▶

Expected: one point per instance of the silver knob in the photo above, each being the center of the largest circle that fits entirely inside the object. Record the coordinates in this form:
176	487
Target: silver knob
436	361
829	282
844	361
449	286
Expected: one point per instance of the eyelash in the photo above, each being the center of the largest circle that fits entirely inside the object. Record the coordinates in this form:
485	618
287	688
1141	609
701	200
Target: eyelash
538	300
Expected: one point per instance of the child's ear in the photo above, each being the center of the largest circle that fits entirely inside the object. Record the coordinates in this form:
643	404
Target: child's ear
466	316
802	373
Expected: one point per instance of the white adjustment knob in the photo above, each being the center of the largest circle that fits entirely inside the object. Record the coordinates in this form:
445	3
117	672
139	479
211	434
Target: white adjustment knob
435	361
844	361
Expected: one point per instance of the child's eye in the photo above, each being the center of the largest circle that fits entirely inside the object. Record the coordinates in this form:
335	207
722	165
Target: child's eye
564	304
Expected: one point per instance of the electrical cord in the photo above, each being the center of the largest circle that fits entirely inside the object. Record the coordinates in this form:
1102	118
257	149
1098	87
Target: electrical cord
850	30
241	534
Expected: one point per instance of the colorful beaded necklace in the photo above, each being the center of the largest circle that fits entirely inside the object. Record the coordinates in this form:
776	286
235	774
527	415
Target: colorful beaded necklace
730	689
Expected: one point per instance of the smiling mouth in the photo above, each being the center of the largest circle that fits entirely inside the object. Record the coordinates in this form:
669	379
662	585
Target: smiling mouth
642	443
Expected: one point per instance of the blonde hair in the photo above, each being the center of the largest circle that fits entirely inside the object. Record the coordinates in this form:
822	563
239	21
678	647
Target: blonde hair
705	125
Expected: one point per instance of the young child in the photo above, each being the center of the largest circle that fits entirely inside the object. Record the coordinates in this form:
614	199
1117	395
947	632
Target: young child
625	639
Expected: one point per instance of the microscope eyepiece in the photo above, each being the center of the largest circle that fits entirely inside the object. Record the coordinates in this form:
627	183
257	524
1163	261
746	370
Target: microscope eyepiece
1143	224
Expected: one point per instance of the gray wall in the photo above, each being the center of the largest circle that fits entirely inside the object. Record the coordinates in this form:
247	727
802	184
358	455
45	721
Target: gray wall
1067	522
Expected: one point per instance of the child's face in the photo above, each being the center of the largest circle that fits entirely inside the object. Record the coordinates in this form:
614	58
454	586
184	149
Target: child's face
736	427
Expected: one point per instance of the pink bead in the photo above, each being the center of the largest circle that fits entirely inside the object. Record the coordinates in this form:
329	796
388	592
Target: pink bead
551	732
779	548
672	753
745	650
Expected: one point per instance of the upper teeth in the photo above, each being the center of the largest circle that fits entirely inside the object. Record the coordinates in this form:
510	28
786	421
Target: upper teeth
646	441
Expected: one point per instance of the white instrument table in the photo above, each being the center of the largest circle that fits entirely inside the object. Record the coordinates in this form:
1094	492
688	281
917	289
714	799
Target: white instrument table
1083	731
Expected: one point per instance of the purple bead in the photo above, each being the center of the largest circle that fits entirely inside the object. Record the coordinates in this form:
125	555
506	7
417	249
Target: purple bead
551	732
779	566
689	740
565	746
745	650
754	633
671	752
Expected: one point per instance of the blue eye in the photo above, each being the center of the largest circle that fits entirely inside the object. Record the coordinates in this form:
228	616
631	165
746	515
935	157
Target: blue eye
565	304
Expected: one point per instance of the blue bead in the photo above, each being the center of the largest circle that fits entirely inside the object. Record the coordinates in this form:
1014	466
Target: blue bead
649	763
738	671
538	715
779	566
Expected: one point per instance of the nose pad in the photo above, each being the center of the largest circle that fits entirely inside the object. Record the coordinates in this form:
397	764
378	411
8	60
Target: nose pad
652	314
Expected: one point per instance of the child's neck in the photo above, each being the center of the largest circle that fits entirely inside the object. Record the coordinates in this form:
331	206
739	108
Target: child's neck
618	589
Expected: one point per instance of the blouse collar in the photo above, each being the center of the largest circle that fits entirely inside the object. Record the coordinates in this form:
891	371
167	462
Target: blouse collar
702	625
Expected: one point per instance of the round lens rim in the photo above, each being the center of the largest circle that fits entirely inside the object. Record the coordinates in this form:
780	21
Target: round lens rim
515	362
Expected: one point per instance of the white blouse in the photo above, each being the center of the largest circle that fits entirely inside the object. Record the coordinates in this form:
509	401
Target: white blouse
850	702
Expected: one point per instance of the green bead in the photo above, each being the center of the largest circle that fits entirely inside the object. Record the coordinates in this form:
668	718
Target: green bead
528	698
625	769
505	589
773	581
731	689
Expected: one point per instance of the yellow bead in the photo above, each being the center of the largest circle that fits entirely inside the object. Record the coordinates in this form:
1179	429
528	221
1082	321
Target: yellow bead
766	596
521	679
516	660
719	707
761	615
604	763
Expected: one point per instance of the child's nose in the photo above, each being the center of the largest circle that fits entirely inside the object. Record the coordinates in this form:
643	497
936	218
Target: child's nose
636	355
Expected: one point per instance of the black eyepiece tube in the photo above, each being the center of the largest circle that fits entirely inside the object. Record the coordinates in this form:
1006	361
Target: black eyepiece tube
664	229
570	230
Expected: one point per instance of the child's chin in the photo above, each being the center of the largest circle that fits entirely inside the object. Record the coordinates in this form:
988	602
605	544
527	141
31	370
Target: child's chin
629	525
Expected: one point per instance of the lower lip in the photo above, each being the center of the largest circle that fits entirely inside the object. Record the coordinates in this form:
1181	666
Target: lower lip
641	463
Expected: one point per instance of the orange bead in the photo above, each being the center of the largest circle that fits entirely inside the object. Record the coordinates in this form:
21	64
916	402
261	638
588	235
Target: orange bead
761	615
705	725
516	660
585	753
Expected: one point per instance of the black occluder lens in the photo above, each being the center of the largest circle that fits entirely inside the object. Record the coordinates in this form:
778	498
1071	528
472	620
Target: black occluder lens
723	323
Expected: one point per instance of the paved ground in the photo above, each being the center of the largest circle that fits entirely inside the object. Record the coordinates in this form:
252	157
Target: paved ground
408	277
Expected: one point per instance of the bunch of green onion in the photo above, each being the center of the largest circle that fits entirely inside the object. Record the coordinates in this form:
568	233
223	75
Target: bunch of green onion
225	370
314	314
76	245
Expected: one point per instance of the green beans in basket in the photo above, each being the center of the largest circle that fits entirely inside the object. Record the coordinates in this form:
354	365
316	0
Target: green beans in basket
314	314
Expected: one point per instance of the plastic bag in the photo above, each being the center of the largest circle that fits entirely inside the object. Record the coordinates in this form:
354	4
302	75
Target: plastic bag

◀

When you answer, repeat every record exactly, omitting nothing.

— Solution to the exercise —
Expected: one point per instance of the silver knob in the photo above, each being the center of the largest circle that fits entirely inside the object. Record the coordinates in this form:
176	487
Target: silver knob
436	361
829	282
844	361
449	286
Expected: one point per instance of the eyelash in the photo above, each being the center of the largest circle that fits entirely inside the object. Record the coordinates in this form:
485	618
287	688
1141	609
701	200
Target: eyelash
538	300
Expected: one point per instance of the child's ear in the photo above, each being the center of the largest circle that fits entirely inside the object. Record the coordinates in this form:
643	404
Target: child's ear
466	316
802	373
Expected: one point per instance of the white adjustment knob in the photo above, each being the center of the largest circle that fits entirely inside the object. Record the coordinates in this form:
445	3
117	672
139	479
211	434
Target: white adjustment knob
435	361
844	361
Expected: one point per instance of the child's eye in the photo above, each being the center of the largest circle that fits entirely inside the object. Record the coordinates in this form:
335	207
722	165
Target: child's eye
564	304
Expected: one point per instance of the electrical cord in the photo above, each being the center of the largest circle that fits entirely inside the object. Record the coordinates in this form:
1102	118
257	149
1098	87
Target: electrical cord
850	30
241	534
Expected: one point per instance of the colorful beaded necklace in the photo above, each being the center of the largest circle that fits entirely inside the object. Record the coordinates in this form:
776	286
235	774
527	415
Target: colorful beaded necklace
730	689
Expected: one point per instance of the smiling mouth in the photo above, each being the center of the largest circle that fits entirely inside the object. Record the coordinates in this form:
669	379
662	585
Target: smiling mouth
642	443
Expected: one point per instance of the blonde hair in the photo above, each being the center of the largest circle that fits entirely inside the object. Record the coordinates in this form:
822	563
239	21
678	647
Target: blonde hair
705	125
Expected: one point per instance of the young child in the photo above, each being the center of the largest circle that fits entirely inside the object. Record the coordinates in this form:
614	199
1117	395
947	632
Target: young child
625	639
Expected: one point per instance of the microscope eyepiece in the photo above, each being the center of the largest circle that fits entirely inside the object. Record the coordinates in this form:
627	183
257	524
1163	261
746	370
Target: microscope eyepiece
1143	224
Expected: one point per instance of the gray wall in the photo above, each being the center of the largest circle that fits entirely inside the object. Record the coordinates in this form:
247	727
802	184
358	455
45	721
Target: gray wall
1067	522
Expected: one point per instance of the child's face in the photo above, each being the center of the largest circle that fits entirely inside the object. Record the coordinates in this form:
614	58
454	586
184	149
Target: child's face
736	427
Expected: one point per instance of the pink bead in the photo above, each being the center of the largest circle that fits entirely inside the object. Record the coordinates in this form:
329	796
388	592
Target: pink bead
551	732
779	548
672	753
745	650
Expected: one point per instance of the upper teeth in the photo above, each being the center of the largest circle that fits entirely inside the object. Record the coordinates in this form:
510	28
786	421
Target: upper teeth
646	441
Expected: one point per instance of the white instrument table in the photo above, each being the center of the largest circle that fits entirely inside the object. Record the coordinates in this form:
1094	492
688	281
917	289
714	799
Target: white instrument table
1083	731
Expected: one point per instance of the purple bead in the photo above, each being the center of the largest circle that fits entirely inside the object. Record the coordinates in this form:
125	555
506	7
417	249
Target: purple bead
551	732
779	566
689	740
565	746
745	650
754	633
671	752
Expected: one point per instance of the blue eye in the photo above, each being the center of the largest circle that fits entirely inside the object. Record the coordinates in this form:
228	616
631	165
746	515
935	157
Target: blue eye
565	304
Expected: one point per instance of the blue bead in the photo above, each being the center of the largest circle that fits entirely inside the object. Record the coordinates in this form:
1014	466
Target: blue bead
649	763
738	671
538	715
779	566
Expected: one point per instance of the nose pad in the photo above, each being the center of the largest circle that fits entirely inside the object. Record the coordinates in this form:
397	764
378	411
8	60
Target: nose pad
652	314
Expected: one point per instance of the child's neck in the photo above, each being the center of the largest circle that fits entirely inside the object. Record the coordinates in this form:
331	206
739	108
Target: child's neck
618	589
Expected: one point per instance of the blouse collar in the photo above, each being the center of the largest circle that fits entirely inside the object. Record the coordinates in this form:
891	371
167	462
Target: blouse collar
702	625
Expected: one point per instance of the round lens rim in the photo above, each being the center of the largest circle that fits entirely inside the object. Record the coordinates in this form:
780	21
Target: round lens rim
515	362
Expected: one point per instance of the white blouse in the photo above, each being the center of the largest circle that fits entirely inside the object. Record the coordinates in this form:
509	401
Target: white blouse
850	702
Expected: one point per instance of the green bead in the photo above, each being the center of the largest circle that fits entirely inside the object. Record the coordinates in this form:
668	718
Target: green bead
528	698
625	769
505	589
773	581
731	689
Expected: one point per instance of the yellow bead in the photo above, each being the center of the largest circle that fits entirely inside the object. Record the coordinates in this form:
1179	429
528	221
1082	321
Target: yellow bead
766	596
521	679
516	660
719	707
761	615
604	763
Expected: one point per instance of the child's nose in the photo above, each being the center of the largest circle that fits entirely inside the object. Record the coordinates in this form:
643	497
936	218
Target: child's nose
636	355
Expected: one point per instance of the black eyepiece tube in the photo above, each being the center of the largest circle that fits entirely inside the object. Record the coordinates in this form:
1006	361
Target: black eyepiece tube
664	229
570	230
Expected: one point per instance of the child's chin in the photo above, each being the center of the largest circle that fits entirely inside the object. Record the coordinates in this form:
988	602
605	544
527	141
31	370
Target: child's chin
629	525
Expected: one point per instance of the lower lip in the photo above, each being the center of the largest circle that fits entirely inside the object. Record the coordinates in this form:
1181	666
Target: lower lip
641	463
Expected: one point per instance of the orange bead in the photo above, each being the center of the largest circle that fits entirely inside the object. Record the coordinates in this form:
21	64
916	402
261	638
588	235
Target: orange bead
761	615
705	725
516	660
585	753
Expected: one point per instance of the black occluder lens in the photo above, each being the center of the largest circle that fits entirely inside the object. Record the coordinates in this form:
778	498
1071	528
472	620
Target: black occluder lens
723	323
Expected: one point per instance of the paved ground in the photo above, each being the center of the largest circle that fits entirely inside the object. Record the coordinates in this form:
252	157
Target: paved ground
408	277
Expected: one point per instance of the bunch of green onion in the photo above, each being the center of the largest circle that fits entirely inside the object. Record the coordinates in this form:
568	233
223	75
Target: bunch of green onion
225	370
314	314
76	245
Expected: one point per instance of the green beans in basket in the photo above, each being the center of the largest circle that fits entirely inside the object. Record the coordinates in this form:
354	365
316	0
Target: green beans in basket
314	314
Expected: one point per instance of the plastic bag in the photo above, each being the center of the largest circle that fits entirely inside the object. Record the coordinates in this form:
354	4
302	75
Target: plastic bag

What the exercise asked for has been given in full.